短い課題 1
レコードの最初の行から「M83 118L88 113L86」を含む行までを、両端の行も含めてそのまま抜き出してもらえますか？
短い課題 2
年配の女性とタクシーに相乗りした話の続きを書いてもらえますか？

┌─ 元の文書

携帯の液晶がモノクロでアンテナがついていた頃の話
駅に向かうためタクシーを待っていたら
年配の女性に声を掛けられた
年配の女性(仮にAさんとする)は、言った。
「もし駅に向かわれるなら一緒に同乗していただけませんか?一人でタクシーに乗るのが怖いので。」
特に断る理由もなかったので一緒にタクシーに
乗った。特に会話はなく数分後タクシーは駅に着いた
Aさん「ここは私が払いますね。」
と言い千円札をタクシーの運ちゃんに渡して
タクシーを降りた。
私は、運ちゃんからお釣りを受け取ると
Aさんを追いかけてお釣りを渡した。
Aさん「ありがとうございます。考え方をしていたものですから、ウッカリお釣りを受け取る事を忘れてました。本当にありがとうございます。」

└─
┌─ 処理対象レコード

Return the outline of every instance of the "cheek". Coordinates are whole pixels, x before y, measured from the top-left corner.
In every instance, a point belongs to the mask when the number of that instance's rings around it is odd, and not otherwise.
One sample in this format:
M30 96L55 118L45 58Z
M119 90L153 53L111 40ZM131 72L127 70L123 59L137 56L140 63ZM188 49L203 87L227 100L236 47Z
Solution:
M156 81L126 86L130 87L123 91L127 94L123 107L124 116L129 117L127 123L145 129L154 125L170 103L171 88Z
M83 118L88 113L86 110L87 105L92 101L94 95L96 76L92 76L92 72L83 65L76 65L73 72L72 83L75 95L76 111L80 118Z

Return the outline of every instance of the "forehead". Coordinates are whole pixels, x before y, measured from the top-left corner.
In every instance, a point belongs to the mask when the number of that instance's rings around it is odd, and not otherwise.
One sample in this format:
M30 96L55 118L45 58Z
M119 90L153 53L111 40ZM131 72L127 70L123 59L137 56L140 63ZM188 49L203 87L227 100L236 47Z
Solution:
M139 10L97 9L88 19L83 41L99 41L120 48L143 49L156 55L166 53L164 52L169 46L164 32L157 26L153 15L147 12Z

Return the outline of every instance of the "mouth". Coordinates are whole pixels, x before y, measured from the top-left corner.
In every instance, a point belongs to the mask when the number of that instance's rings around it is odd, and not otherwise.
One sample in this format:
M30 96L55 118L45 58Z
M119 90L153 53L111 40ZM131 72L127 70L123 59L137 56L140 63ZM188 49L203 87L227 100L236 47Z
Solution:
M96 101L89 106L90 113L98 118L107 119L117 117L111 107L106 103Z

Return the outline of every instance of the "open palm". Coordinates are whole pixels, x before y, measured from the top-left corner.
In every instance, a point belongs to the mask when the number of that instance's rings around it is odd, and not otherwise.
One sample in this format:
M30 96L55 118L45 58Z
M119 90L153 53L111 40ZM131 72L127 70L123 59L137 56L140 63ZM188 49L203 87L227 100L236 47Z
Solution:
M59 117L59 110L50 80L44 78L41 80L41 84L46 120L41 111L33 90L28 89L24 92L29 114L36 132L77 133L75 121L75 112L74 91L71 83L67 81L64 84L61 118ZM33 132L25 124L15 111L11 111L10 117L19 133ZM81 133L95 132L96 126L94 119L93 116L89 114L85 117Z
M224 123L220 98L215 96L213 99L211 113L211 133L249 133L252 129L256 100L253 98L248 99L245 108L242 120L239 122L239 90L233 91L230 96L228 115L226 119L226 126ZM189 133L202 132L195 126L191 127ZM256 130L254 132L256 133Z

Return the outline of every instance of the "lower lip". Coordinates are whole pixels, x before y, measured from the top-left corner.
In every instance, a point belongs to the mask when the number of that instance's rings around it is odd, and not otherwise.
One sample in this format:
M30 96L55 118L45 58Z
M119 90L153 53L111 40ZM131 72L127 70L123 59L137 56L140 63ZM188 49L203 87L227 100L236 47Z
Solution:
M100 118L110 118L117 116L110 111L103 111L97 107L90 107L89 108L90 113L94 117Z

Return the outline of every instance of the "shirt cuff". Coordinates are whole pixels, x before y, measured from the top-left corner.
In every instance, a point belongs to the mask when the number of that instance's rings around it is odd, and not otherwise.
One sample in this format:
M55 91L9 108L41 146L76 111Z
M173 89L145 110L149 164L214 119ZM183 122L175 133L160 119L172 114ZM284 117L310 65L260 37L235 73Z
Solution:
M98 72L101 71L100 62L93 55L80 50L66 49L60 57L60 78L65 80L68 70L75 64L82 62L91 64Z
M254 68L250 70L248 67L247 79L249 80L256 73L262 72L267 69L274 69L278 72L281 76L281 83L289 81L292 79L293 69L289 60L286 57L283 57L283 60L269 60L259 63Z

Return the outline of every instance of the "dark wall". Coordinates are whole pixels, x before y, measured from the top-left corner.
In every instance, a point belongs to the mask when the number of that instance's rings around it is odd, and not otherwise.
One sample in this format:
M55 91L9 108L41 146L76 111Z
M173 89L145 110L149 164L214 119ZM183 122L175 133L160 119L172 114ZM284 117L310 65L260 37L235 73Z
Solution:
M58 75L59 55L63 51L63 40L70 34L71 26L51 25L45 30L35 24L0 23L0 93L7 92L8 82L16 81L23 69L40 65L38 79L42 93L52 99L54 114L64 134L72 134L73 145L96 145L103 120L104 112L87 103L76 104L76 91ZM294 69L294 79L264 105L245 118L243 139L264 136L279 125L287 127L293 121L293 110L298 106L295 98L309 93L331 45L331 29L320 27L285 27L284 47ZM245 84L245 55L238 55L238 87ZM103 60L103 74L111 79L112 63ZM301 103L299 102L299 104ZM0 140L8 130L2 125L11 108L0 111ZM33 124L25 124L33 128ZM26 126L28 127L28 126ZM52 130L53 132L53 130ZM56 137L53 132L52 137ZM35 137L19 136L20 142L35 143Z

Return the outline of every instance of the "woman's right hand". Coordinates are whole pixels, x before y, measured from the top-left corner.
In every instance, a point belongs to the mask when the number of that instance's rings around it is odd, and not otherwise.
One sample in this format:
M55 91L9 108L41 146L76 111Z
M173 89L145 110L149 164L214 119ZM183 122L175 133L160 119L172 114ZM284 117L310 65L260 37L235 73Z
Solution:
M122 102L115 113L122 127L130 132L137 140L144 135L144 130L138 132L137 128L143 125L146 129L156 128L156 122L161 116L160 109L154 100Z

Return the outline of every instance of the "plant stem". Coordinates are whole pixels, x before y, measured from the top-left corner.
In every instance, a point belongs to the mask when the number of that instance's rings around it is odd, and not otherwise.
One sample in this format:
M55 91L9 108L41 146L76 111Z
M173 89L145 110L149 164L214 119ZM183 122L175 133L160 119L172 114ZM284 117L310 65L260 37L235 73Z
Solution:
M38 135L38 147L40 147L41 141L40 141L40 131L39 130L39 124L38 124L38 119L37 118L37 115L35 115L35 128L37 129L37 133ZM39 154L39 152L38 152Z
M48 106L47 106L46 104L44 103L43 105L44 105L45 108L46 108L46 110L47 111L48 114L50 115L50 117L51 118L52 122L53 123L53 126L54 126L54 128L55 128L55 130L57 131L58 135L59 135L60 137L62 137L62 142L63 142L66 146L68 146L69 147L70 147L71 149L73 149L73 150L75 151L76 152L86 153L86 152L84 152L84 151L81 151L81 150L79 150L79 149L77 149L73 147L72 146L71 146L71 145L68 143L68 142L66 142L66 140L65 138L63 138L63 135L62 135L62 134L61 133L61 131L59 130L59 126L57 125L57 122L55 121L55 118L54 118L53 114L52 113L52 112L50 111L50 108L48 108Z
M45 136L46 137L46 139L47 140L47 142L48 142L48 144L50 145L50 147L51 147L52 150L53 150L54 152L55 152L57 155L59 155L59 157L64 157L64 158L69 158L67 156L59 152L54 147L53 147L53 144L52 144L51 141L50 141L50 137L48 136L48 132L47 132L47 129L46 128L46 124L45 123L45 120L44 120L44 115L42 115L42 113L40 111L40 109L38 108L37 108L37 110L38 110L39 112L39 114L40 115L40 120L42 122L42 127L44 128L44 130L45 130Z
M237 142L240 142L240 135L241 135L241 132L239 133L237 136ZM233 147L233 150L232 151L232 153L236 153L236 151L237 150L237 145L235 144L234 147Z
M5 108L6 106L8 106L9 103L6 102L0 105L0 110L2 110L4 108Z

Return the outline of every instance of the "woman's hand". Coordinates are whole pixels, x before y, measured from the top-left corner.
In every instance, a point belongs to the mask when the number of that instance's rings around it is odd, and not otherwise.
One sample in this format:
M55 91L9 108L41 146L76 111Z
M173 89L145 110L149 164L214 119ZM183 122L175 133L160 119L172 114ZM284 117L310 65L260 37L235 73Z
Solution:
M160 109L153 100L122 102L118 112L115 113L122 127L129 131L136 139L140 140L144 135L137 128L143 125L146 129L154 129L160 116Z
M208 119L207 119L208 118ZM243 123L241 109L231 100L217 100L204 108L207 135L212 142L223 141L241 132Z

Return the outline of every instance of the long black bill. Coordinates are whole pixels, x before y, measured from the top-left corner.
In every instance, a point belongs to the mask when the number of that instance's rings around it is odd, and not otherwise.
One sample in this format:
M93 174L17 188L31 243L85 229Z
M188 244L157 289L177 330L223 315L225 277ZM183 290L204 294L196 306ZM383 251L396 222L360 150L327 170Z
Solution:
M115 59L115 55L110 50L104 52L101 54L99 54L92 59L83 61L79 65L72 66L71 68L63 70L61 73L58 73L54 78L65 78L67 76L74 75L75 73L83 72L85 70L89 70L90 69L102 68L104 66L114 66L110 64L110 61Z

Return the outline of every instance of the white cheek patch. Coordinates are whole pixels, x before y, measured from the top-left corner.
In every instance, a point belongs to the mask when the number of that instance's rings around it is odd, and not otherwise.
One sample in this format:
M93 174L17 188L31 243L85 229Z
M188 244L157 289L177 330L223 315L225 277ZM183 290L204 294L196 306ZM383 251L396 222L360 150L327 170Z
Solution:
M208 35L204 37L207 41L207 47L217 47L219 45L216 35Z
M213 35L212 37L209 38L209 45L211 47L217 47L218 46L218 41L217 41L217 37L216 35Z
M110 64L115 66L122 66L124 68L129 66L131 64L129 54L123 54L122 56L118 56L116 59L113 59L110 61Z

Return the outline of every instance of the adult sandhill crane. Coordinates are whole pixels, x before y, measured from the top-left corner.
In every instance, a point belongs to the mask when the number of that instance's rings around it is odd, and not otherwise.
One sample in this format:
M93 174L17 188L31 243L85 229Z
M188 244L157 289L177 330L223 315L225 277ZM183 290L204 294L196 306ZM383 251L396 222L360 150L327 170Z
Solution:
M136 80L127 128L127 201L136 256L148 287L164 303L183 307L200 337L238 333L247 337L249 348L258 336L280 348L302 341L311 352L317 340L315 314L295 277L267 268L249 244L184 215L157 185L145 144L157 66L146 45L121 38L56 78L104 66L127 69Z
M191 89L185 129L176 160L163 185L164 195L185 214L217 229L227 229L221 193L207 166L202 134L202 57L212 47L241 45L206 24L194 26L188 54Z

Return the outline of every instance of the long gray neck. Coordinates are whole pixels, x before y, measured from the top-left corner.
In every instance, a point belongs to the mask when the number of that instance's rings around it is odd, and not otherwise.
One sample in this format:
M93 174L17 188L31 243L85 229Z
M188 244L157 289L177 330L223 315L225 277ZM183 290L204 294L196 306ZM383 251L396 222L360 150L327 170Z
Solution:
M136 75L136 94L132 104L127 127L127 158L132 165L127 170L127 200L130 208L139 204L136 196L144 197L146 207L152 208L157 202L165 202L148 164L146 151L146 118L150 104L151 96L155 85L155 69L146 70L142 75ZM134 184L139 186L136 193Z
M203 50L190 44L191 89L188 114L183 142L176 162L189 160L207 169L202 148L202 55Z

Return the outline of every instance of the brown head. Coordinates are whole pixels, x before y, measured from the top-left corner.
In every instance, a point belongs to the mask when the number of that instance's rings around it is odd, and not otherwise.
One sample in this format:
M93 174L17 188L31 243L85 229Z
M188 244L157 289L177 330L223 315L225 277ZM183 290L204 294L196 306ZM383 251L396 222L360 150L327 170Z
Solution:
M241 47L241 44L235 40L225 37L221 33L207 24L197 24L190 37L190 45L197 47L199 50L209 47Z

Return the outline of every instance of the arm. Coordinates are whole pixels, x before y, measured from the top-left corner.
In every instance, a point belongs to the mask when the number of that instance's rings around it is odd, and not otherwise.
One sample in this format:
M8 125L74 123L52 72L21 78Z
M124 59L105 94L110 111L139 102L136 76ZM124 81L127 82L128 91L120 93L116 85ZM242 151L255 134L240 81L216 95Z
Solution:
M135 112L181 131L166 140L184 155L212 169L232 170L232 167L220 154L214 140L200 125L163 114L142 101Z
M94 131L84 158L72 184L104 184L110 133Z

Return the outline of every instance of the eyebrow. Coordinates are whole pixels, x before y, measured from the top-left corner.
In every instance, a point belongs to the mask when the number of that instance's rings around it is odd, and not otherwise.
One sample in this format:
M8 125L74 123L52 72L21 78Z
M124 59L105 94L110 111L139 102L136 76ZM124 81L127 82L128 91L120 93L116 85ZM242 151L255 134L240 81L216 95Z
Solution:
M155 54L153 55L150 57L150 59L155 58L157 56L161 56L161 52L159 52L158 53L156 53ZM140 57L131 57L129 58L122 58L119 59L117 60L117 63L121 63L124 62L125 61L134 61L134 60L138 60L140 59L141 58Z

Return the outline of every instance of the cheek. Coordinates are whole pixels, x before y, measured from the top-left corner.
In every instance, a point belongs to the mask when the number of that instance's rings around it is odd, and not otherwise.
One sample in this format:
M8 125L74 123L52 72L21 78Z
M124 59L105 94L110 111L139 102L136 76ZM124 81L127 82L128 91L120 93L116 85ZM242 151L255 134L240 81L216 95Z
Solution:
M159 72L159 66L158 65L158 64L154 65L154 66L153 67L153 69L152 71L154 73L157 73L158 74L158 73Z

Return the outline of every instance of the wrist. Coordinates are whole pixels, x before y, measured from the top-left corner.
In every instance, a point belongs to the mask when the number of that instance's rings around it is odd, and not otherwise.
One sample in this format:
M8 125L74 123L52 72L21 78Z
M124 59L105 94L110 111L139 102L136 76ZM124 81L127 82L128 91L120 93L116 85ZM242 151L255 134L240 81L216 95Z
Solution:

└─

記述回答 1
Return the outline of every instance of the "cheek". Coordinates are whole pixels, x before y, measured from the top-left corner.
In every instance, a point belongs to the mask when the number of that instance's rings around it is odd, and not otherwise.
One sample in this format:
M30 96L55 118L45 58Z
M119 90L153 53L111 40ZM131 72L127 70L123 59L137 56L140 63ZM188 49L203 87L227 100L236 47Z
Solution:
M156 81L126 86L130 87L123 91L127 94L123 107L124 116L129 117L127 123L145 129L154 125L170 103L171 88Z
M83 118L88 113L86 110L87 105L92 101L94 95L96 76L92 76L92 72L83 65L76 65L73 72L72 83L75 95L76 111L80 118Z

記述回答 2
軽く会釈をして帰ろうとしたら
Aさんは言った。
「もしご迷惑では無ければお礼にお茶でもどうですか?」
私は急いでいるわけではなかったが、
Aさんがタイプの女性では無かったので断った。
その時はあまり気にしてはいなかったのだが、
よくよく考えるとAさんの不自然な言動に
不信感を感じたが、特に気にすることでも無いと
思い忘れることにした。
それからしばらくして、コンビニの雑誌コーナーに
置いてあった「本当にあったエッチな話」
って雑誌が目に止まった。
何気無く手に取り読んでみると
あの時のAさんの言動と同じような出来事が書かれていた。
雑誌の内容によると、不倫をテーマにした映画が
公開された事により一部の人妻の間で
不倫ごっこらしき遊びが流行っているらしく
あの手この手を使って男性を誘い出し最終的には
ホテルに誘って○○を楽しむと言う事らしい。
もしAさんはその不倫ごっこをするために
私に声を掛けてきたのだろうか?
もしAさんがタイプの女性で、
お茶の誘いをOKしてたら
どうなっていたのかと思うと
ある意味ゾッとする。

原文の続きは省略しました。